EXERCISE TEXT

━━━━━━━━━━━━━━━━

A flakey accident?


Many forces influence the course of history, and serendipitous accidents are among the best of these. Numerous web sources inform us that is was on this day, in 1884, that John Harvey Kellogg applied for a patent for what he called a "flaked cereal". At the time Kellogg was a successful doctor and surgeon. He believed that a healthy diet was a central component of good health (once, apparently, a novel idea. Kellogg conducted numerous experiments in an effort to improve the vegetarian diet of his patients. Among these was an attempt to develop a digestible bread-substitute by the process of boiling wheat. It was a pot of boiled wheat accidentally left standing that brought about the breakthrough. When the wheat was pushed through a rollers, each grain of wheat emerged as a large, thin flake. When they were baked, they became crisp and light. Though leaving the boiled wheat standing for a couple of days was an accident, Kellogg knew what he was looking for, and was thus able to find it when he fell across it. But, as Louis Pasteur is reported to have said:
Chance favors the prepared mind
and what was apparently the first breakfast cereal was born. With milk it became a central component of a healthy diet. Further experiments with corn brought about the corn flakes became a great hit, not without the help of Kellogg's brother, Will who saw the marketing potential. It was Will who, in 1906, created the Battle Creek Toasted Corn Flake Co. Will made a fortune, and John continued his very successful career as a doctor.

━━━━━━━━━━━━━━━━

STORED DATA
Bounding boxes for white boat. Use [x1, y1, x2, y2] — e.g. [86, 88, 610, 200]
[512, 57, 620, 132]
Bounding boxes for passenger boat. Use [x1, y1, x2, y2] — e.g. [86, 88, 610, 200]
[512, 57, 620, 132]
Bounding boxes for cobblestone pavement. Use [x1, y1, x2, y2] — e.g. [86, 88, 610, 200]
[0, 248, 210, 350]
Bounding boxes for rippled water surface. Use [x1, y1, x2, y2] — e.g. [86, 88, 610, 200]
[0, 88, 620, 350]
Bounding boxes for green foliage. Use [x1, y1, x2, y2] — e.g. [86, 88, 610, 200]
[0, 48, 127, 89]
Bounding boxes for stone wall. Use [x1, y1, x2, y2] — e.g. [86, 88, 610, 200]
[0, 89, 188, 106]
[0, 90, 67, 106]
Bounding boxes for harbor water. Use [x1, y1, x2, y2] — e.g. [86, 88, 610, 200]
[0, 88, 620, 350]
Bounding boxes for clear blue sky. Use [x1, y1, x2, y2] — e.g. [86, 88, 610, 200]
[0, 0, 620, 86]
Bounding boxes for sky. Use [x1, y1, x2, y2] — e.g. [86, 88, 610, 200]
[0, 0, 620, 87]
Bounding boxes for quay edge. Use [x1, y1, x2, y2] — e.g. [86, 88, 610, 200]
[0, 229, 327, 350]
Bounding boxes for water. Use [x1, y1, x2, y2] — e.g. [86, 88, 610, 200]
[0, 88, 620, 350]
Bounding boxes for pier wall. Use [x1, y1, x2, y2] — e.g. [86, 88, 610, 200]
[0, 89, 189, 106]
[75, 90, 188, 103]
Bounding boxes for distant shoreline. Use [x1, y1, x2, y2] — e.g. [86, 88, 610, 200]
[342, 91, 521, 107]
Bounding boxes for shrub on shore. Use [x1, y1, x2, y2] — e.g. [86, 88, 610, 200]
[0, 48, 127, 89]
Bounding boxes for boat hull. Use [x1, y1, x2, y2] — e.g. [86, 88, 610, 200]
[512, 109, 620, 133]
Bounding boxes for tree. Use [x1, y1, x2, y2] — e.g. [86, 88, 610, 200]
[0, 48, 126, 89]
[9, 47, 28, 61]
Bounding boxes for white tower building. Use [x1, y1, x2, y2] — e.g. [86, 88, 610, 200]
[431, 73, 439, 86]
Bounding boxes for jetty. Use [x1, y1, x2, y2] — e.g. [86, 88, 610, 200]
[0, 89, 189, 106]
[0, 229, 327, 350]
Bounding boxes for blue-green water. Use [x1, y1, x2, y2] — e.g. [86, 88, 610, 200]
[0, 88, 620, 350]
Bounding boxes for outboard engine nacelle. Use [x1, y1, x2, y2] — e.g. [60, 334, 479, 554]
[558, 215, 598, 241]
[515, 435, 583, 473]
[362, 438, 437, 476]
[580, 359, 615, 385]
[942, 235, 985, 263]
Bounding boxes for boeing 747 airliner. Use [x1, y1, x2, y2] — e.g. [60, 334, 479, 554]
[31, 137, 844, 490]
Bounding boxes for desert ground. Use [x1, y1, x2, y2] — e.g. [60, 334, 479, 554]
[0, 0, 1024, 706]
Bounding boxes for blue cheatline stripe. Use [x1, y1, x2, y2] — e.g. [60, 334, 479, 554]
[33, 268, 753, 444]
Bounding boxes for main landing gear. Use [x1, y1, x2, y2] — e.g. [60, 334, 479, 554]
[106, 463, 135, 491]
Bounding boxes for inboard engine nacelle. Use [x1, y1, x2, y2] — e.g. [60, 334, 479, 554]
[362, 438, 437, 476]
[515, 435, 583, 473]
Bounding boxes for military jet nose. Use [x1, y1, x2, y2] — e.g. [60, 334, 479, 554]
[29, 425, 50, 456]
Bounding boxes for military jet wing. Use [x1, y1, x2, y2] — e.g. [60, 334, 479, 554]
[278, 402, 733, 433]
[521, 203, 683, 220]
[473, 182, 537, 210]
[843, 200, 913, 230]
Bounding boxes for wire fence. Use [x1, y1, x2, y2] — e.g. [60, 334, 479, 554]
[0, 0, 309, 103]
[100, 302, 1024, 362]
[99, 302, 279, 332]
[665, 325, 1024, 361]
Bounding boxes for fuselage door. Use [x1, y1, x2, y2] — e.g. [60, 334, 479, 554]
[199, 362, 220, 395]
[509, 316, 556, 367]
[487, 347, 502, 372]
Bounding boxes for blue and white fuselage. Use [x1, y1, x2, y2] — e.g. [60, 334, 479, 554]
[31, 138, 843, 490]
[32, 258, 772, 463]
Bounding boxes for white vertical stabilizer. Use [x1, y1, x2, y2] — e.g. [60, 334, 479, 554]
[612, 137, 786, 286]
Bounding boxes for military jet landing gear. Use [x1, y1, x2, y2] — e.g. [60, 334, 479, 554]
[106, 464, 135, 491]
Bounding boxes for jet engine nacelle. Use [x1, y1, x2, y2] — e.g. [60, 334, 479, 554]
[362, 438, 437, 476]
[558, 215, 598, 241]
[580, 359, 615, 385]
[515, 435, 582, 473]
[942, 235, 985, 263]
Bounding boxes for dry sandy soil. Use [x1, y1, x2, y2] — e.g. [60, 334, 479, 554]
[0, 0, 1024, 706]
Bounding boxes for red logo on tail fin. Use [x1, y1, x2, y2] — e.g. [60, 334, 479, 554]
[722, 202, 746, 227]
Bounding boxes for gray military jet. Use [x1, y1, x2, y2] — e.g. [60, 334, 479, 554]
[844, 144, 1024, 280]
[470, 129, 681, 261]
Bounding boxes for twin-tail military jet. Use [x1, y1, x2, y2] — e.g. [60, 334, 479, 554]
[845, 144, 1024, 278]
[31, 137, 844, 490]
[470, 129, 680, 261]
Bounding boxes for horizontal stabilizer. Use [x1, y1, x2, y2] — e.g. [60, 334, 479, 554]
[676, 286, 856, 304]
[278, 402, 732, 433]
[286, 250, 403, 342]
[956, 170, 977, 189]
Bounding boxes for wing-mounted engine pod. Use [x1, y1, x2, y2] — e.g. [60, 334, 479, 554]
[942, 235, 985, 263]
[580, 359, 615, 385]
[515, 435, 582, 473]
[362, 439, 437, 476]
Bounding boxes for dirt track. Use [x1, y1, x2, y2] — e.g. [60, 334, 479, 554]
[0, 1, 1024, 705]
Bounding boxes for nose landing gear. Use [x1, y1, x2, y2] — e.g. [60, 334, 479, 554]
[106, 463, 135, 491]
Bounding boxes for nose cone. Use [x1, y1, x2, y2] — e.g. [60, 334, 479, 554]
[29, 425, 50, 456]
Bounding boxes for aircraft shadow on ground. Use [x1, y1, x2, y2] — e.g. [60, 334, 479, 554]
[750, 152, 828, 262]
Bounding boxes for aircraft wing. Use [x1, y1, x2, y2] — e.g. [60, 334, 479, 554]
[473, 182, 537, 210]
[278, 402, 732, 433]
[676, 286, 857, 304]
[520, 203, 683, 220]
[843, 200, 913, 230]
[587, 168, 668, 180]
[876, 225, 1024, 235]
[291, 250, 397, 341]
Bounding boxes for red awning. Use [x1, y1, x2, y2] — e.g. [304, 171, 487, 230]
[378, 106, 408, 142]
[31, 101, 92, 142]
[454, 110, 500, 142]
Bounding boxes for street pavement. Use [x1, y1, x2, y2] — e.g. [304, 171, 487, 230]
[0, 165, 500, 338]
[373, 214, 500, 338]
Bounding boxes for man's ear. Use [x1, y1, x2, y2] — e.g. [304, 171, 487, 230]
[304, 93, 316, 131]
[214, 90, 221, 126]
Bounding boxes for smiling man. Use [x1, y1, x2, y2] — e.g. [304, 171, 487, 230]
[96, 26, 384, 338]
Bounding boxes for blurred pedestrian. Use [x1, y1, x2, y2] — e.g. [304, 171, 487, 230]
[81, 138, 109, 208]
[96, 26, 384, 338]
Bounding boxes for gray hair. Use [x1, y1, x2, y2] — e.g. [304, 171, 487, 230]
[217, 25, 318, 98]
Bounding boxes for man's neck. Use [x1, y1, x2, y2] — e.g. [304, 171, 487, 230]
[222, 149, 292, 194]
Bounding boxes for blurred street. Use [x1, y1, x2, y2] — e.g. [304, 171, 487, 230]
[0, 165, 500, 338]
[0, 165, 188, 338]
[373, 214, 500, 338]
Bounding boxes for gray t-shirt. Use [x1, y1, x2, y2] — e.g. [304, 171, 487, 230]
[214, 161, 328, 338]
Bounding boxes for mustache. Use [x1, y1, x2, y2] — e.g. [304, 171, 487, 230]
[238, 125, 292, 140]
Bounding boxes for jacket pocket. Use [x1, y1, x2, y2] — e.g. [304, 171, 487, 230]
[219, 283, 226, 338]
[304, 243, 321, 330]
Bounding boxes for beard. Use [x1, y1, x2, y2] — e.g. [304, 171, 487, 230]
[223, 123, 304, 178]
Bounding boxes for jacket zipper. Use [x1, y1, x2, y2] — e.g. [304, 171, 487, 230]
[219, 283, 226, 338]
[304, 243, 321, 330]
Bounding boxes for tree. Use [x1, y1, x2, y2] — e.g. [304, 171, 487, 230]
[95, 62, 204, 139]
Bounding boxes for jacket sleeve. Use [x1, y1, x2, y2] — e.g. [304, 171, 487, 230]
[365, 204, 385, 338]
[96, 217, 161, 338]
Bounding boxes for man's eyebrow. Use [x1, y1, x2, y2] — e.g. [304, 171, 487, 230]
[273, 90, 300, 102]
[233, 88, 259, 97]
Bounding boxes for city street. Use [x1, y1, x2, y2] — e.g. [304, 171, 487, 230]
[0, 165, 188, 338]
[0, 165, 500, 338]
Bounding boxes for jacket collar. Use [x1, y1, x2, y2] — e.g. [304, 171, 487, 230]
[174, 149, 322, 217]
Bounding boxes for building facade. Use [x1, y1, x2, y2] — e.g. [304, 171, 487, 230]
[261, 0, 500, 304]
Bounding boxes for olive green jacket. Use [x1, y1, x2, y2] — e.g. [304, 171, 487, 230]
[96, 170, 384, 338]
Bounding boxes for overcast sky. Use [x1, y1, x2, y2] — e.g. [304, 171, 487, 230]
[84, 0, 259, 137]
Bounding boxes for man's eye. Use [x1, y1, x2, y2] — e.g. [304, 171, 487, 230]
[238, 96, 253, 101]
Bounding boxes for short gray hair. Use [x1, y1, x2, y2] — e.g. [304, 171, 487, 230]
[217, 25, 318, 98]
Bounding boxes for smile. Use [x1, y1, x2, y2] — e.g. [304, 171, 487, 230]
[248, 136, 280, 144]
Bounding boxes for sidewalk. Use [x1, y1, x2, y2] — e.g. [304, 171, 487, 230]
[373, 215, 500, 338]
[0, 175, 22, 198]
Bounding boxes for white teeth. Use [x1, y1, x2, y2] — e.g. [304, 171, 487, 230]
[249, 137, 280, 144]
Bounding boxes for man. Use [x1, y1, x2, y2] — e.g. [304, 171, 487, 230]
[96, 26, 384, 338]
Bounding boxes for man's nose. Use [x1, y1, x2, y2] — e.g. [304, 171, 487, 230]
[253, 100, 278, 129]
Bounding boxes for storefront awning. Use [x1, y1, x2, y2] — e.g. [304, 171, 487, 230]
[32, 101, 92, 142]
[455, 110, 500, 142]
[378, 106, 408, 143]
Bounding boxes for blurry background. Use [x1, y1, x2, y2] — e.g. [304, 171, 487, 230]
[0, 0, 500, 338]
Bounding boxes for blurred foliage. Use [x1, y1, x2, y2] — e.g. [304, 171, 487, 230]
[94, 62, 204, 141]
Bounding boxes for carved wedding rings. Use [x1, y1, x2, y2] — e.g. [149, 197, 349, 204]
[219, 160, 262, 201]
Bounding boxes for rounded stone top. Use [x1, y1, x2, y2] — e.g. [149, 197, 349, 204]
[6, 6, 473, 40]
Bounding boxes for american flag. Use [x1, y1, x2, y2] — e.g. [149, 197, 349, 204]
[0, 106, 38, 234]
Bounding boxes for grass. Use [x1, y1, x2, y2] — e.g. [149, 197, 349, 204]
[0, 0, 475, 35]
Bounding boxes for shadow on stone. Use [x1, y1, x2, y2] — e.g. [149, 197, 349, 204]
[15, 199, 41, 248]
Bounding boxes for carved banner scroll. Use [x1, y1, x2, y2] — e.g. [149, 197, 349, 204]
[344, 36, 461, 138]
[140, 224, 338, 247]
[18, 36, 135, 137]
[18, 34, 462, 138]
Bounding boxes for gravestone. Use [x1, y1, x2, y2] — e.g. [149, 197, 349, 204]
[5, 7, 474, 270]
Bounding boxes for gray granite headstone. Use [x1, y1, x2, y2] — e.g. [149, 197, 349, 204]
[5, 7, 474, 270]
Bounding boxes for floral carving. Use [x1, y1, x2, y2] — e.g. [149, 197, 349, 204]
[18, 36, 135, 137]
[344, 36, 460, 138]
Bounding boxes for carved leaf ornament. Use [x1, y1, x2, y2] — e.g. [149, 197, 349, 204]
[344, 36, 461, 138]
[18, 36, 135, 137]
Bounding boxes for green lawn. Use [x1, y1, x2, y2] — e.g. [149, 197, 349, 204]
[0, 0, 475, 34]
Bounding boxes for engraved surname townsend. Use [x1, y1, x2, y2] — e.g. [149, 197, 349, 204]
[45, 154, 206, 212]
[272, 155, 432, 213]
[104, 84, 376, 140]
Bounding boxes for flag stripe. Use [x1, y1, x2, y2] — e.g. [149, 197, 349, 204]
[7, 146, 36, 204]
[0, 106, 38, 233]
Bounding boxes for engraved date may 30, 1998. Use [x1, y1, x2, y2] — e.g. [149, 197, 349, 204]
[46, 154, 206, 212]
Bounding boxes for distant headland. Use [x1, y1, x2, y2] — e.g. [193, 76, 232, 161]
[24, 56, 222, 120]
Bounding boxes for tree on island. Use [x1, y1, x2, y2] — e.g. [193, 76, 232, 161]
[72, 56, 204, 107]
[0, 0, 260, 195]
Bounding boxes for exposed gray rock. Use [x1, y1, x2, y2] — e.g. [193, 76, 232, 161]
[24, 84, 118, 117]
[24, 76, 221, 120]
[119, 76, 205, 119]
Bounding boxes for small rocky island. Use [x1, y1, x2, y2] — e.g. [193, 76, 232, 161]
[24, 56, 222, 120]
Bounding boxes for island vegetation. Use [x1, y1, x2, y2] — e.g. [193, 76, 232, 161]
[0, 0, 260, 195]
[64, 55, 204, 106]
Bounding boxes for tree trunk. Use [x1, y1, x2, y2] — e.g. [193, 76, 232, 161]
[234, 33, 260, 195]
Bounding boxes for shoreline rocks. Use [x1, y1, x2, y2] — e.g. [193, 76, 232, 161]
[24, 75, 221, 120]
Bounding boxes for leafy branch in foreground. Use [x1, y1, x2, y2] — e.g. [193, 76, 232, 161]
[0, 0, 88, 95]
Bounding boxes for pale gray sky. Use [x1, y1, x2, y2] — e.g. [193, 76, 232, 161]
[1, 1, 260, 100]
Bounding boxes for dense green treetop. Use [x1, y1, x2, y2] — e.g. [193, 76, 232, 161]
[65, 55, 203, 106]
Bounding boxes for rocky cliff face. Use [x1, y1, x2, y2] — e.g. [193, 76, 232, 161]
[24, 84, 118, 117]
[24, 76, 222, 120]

━━━━━━━━━━━━━━━━

TASK INSTRUCTIONS
Answer these questions from the text on the flaked cereal:
1. What was John Harvey Kellogg's profession at the time he applied for the patent?
2. What happened to each grain of boiled wheat when it was pushed through rollers?
3. What company did Will create in 1906?

RESPONSE AREA
1. He was a successful doctor and surgeon.
2. It came out as a large, thin flake.
3. The Battle Creek Toasted Corn Flake Co.